---------- Dataset records

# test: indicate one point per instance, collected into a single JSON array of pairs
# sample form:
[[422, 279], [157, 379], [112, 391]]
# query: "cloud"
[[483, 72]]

--------------------

■ **Prompt**:
A word-for-word copy of all the material is the required answer.

■ **Answer for this exercise**:
# test: indicate one point per instance, collected into a single JSON array of pairs
# sample form:
[[422, 279], [157, 379], [112, 391]]
# query: "cloud"
[[483, 72]]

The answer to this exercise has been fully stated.